_Consigne 1_:
Échange « apprenti » contre « employé » dans le passage du document qui commence à « A travers ces » et finit à « avec son mari. », puis recopie ce passage.
_Consigne 2_:
Reprends le document sur le film « Le Bleu du Caftan » après sa dernière phrase et écris la suite.

_Document_:

A travers ces trois personnages, « j’avais envie de parler de toutes ces possibilités de l’amour. Un amour entre une femme et un homme, entre un homme et une femme et entre un homme et un autre ». Selon elle, « il est essentiel d’évoquer la beauté de l’amour tel qu’il soit et sans qu’on ait de jugement. Le film rentre dans la vie intime de ces personnages ».
Halim et Mina, les propriétaires d’une boutique de caftans (tuniques longues exclusivement portées par les femmes) prospèrent dans leur entreprise. Le succès de leur boutique les amène à embaucher un nouvel apprenti, Youssef. Cependant, l’arrivée de ce jeune homme va éveiller des sentiments longtemps enfouis chez Halim. Parallèlement, Mina tombe gravement malade, ce qui la pousse à remettre en question sa relation avec son mari.
Pour Maryam Touzani, l’inspiration pour ce film découle d’une rencontre avec un coiffeur dans la médina de Salé. Bien que les conversations ne portent pas sur des sujets intimes, la réalisatrice ressent qu’il y a quelque chose de refoulé en lui. Cet homme devient plus tard la source d’inspiration pour le personnage de Halim. Malgré sa relation de vingt-cinq ans avec sa femme et son amour profond pour elle, Halim éprouve des désirs pour d’autres hommes.
« J’avais envie qu’il ait une empathie et de pouvoir comprendre l’autre. Tous les amours se valent et je pense qu’il est essentiel d’en parler et d’avoir un débat sain et qu’on arrête de faire semblant et de se cacher », a-t-elle expliqué.
À travers « Le Bleu du Caftan, » Maryam Touzani explore les liens entre ses personnages ainsi que ceux entre le passé et le présent. Elle exprime également son affection pour les traditions, soulignant à la fois leur beauté et leur potentiel d’étouffement.
Le film est porté par des performances remarquables, notamment celle de l’actrice Lubna Azabal, qui incarne Mina et a subi une transformation physique pour refléter la détérioration de son état de santé. L’approche réaliste est renforcée par l’engagement d’une nutritionniste pour guider la perte de poids de l’actrice.

_Entrées extraites_:
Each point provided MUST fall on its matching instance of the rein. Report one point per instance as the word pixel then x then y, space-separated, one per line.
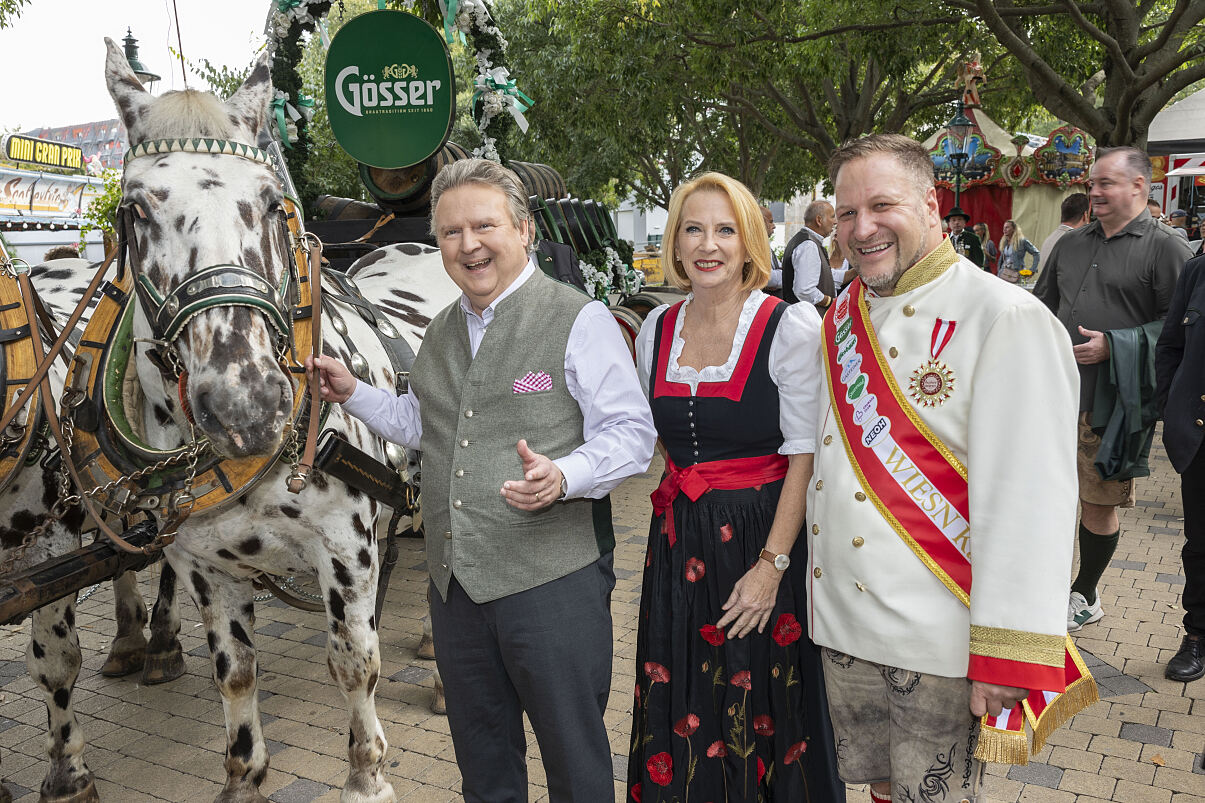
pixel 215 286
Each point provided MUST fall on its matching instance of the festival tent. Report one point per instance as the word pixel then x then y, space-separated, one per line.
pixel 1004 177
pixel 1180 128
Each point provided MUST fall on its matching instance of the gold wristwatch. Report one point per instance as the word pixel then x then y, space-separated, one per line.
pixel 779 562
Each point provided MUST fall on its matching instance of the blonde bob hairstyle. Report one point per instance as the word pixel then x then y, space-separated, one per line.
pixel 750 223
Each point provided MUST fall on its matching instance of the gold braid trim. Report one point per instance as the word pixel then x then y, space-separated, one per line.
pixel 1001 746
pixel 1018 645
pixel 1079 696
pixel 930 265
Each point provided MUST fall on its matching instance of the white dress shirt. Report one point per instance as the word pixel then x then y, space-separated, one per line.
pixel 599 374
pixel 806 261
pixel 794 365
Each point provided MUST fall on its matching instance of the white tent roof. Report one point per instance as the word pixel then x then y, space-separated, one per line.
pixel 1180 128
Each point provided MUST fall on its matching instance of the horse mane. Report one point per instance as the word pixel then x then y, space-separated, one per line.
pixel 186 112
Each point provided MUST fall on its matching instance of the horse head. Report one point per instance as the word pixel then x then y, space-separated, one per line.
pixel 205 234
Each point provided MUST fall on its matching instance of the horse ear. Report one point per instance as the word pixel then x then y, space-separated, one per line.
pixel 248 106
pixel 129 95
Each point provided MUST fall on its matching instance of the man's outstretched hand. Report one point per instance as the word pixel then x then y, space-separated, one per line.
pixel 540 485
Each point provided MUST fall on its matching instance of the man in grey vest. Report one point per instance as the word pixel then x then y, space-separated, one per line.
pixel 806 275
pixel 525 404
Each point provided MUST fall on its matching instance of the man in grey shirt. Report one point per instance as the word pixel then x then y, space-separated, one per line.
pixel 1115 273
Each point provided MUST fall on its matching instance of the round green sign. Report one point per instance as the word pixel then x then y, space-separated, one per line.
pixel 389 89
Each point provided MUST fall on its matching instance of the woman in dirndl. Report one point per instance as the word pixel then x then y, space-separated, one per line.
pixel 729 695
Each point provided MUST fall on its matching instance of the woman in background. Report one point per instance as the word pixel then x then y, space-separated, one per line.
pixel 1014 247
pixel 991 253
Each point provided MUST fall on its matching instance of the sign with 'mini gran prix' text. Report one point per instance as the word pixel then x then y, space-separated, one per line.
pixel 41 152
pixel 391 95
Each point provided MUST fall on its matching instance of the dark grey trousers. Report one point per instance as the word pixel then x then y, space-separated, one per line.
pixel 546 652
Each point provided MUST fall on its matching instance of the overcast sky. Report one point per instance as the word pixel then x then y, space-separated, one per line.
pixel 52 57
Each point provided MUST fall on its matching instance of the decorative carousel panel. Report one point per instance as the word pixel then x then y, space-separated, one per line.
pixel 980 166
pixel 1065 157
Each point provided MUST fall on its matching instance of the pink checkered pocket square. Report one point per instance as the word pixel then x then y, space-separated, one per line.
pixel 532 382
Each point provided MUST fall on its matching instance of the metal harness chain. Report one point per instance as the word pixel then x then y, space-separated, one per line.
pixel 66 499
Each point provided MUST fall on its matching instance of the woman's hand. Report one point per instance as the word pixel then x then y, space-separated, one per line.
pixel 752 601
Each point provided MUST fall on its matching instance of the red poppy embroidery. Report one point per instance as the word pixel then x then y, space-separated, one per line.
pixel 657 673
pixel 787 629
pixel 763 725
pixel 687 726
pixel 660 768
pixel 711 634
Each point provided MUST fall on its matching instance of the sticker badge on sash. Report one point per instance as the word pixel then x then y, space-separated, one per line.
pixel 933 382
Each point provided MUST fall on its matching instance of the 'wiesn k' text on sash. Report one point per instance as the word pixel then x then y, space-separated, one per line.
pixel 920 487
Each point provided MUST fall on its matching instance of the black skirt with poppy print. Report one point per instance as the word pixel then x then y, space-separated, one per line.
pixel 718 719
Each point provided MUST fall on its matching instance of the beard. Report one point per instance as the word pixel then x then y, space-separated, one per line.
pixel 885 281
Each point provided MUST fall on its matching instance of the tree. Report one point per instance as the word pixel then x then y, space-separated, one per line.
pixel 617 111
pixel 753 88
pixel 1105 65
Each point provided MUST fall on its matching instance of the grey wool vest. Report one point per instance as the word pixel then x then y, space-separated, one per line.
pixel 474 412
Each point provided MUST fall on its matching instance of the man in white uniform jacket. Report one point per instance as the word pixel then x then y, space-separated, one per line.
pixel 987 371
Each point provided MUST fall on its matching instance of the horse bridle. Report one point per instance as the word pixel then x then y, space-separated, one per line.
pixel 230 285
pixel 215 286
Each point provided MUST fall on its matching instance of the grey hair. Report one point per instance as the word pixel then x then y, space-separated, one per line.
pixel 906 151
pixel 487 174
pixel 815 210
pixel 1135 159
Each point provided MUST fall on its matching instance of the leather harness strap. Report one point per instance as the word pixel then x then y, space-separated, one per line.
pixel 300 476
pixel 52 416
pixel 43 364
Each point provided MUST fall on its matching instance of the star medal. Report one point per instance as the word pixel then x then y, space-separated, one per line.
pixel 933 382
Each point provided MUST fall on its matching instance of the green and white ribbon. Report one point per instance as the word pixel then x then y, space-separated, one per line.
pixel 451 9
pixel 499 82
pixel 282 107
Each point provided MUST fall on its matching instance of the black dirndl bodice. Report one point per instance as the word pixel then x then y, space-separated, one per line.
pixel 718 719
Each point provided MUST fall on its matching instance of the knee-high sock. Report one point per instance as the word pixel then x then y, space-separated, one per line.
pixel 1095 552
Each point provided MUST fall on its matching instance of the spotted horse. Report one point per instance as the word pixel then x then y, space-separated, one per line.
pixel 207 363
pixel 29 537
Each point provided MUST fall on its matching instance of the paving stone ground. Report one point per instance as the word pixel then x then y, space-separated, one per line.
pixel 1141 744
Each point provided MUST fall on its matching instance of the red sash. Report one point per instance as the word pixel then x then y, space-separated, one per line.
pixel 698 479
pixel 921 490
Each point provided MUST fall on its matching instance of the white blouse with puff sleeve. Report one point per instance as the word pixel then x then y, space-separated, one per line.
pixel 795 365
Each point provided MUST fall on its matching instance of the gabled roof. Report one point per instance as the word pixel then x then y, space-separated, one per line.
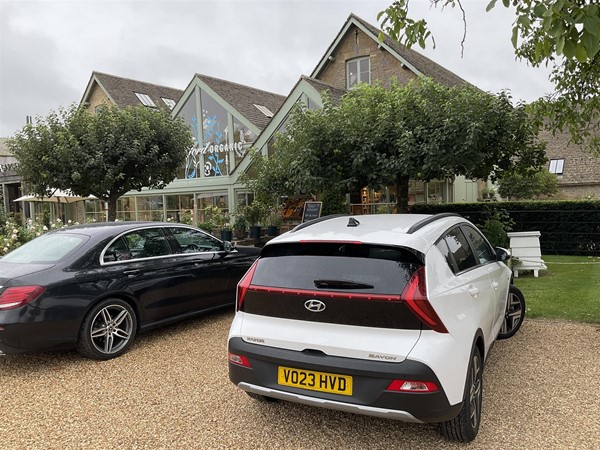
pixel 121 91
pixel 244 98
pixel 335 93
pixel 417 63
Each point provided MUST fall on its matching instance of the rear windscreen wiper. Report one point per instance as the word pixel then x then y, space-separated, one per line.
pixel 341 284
--
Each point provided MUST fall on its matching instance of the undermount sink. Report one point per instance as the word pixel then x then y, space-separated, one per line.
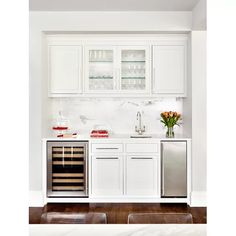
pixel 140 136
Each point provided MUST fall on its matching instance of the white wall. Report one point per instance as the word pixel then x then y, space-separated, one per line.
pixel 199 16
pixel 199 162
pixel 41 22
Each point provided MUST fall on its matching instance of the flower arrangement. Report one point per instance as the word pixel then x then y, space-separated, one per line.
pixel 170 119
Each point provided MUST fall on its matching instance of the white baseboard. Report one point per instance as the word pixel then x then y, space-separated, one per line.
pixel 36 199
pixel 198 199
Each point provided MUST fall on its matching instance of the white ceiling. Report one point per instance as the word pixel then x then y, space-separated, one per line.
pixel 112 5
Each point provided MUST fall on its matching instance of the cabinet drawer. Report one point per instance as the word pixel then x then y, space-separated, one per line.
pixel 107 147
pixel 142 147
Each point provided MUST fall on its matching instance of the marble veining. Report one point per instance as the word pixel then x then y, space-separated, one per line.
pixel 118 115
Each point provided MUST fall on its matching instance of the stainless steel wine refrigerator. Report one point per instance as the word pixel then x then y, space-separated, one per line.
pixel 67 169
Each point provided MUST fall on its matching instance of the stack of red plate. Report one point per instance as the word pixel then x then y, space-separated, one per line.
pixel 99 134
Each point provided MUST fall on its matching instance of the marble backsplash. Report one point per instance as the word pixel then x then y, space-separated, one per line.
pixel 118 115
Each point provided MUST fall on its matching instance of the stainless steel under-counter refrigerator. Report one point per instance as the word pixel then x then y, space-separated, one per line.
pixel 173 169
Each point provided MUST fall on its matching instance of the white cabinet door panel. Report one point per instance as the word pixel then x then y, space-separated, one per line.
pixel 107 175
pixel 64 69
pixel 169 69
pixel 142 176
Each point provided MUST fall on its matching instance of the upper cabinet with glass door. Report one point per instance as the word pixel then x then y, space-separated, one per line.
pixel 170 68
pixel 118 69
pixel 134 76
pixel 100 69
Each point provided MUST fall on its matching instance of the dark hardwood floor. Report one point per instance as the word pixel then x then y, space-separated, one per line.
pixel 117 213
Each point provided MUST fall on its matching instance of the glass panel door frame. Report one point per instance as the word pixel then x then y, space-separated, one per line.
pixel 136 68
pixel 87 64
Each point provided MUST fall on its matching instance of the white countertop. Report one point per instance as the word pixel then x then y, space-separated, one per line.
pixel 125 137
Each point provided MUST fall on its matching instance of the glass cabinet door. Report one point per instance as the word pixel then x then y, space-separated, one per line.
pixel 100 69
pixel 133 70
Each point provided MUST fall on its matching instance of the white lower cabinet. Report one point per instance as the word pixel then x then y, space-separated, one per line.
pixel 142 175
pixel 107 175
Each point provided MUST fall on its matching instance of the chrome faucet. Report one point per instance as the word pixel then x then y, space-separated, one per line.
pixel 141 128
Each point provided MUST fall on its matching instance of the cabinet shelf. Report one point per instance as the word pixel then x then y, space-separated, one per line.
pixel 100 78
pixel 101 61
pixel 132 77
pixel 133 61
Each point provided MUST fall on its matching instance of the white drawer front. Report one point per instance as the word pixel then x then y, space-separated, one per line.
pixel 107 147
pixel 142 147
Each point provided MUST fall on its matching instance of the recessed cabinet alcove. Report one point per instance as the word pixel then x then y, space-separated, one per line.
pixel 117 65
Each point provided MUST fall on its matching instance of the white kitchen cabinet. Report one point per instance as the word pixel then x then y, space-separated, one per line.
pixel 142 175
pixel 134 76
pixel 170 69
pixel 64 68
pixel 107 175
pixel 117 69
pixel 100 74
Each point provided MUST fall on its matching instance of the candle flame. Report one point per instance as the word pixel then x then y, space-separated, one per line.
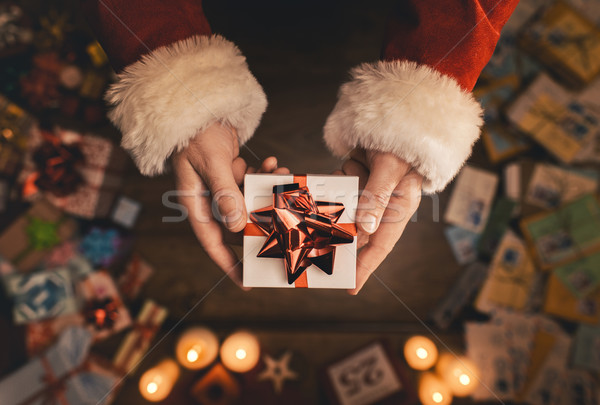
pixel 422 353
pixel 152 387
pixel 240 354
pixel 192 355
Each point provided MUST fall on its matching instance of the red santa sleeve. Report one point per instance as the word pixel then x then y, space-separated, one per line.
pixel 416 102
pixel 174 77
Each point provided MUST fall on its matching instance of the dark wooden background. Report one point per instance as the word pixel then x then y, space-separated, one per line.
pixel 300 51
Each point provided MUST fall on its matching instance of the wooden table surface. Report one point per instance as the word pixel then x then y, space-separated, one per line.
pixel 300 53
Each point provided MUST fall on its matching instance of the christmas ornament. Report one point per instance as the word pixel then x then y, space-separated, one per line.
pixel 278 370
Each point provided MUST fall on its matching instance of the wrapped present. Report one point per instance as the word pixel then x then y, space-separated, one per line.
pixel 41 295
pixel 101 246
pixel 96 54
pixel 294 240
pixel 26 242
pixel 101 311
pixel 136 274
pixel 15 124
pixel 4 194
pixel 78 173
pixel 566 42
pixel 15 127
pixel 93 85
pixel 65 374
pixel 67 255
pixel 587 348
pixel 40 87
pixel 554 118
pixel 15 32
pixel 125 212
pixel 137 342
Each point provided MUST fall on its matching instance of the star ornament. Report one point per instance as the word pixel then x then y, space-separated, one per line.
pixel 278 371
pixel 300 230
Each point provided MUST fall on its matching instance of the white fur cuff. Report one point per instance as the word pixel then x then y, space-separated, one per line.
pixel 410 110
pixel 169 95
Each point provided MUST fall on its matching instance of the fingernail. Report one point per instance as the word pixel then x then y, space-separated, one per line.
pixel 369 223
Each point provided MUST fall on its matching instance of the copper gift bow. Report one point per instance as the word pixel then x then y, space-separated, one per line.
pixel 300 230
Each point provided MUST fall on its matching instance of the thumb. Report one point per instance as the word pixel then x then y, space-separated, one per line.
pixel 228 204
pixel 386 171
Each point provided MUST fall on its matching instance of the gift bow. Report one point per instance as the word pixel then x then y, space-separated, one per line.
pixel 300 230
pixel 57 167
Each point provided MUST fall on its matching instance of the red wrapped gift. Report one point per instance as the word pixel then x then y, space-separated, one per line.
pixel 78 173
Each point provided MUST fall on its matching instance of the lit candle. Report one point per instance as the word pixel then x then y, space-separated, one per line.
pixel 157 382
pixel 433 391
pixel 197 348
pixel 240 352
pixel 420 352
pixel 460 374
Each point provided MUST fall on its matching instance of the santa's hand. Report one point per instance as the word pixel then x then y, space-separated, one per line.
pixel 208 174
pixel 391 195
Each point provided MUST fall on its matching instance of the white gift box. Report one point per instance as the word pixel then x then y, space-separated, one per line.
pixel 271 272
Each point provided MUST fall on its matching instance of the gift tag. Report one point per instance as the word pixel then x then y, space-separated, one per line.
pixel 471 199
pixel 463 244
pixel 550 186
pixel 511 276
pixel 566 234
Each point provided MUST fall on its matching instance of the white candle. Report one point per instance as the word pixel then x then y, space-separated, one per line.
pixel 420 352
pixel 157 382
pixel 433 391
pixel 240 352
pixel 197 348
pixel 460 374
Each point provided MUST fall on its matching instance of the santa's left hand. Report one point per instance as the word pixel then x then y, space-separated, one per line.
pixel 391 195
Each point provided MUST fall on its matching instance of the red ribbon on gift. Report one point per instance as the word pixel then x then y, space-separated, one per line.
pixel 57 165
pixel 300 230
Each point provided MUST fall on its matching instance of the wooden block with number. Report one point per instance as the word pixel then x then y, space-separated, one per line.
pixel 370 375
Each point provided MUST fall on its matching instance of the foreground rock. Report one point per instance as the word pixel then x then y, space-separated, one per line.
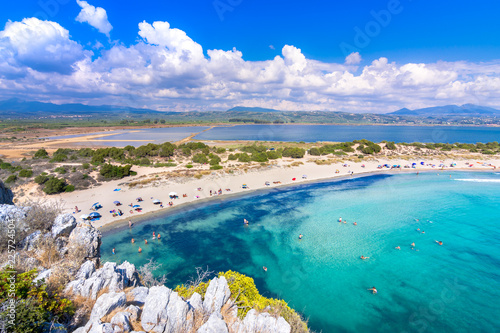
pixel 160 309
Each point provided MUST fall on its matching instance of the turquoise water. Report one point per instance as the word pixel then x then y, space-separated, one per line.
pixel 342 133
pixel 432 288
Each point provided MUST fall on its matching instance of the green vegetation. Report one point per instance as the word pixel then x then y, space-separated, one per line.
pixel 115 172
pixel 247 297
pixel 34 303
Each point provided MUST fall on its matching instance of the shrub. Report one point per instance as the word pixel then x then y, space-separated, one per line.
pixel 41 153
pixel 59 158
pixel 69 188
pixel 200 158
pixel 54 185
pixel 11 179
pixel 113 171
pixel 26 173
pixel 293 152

_Corrigé 1_:
A travers ces trois personnages, « j’avais envie de parler de toutes ces possibilités de l’amour. Un amour entre une femme et un homme, entre un homme et une femme et entre un homme et un autre ». Selon elle, « il est essentiel d’évoquer la beauté de l’amour tel qu’il soit et sans qu’on ait de jugement. Le film rentre dans la vie intime de ces personnages ».
Halim et Mina, les propriétaires d’une boutique de caftans (tuniques longues exclusivement portées par les femmes) prospèrent dans leur entreprise. Le succès de leur boutique les amène à embaucher un nouvel employé, Youssef. Cependant, l’arrivée de ce jeune homme va éveiller des sentiments longtemps enfouis chez Halim. Parallèlement, Mina tombe gravement malade, ce qui la pousse à remettre en question sa relation avec son mari.

_Corrigé 2_:
Les acteurs masculins ne sont pas en reste, et le choix d’Ayoub Missioui pour le rôle de Youssef, l’apprenti amoureux, est acclamé pour sa maturité et son interprétation admirable du personnage.
Lors de la séance débat ayant suivi la projection du film, les réactions des professionnels du cinéma, des critiques et des journalistes présents, ainsi que du public ont été mitigées entre ceux qui ont apprécié l’audace de cette œuvre cinématographique qui a pu aborder un sujet tabou dans la société marocaine, qu’est l’homosexualité. D’autres ont considéré que cet opus a battu en brèche les valeurs d’une société conservatrice en assénant un coup dur à travers des scènes qualifiées d' »obscènes » et de « viles ». Ils se sont également demandés sur l’intérêt du sujet retenu par le film et ses soubassements dans un contexte d’acceptation, de refus et dissimulation d’un phénomène sociétal.
En abordant la thématique de l’amour homosexuel, « Le Bleu du Caftan » fait face à des sujets tabous au sein de la société marocaine. Maryam Touzani croit en la capacité du cinéma à susciter des émotions et à faire évoluer les mentalités.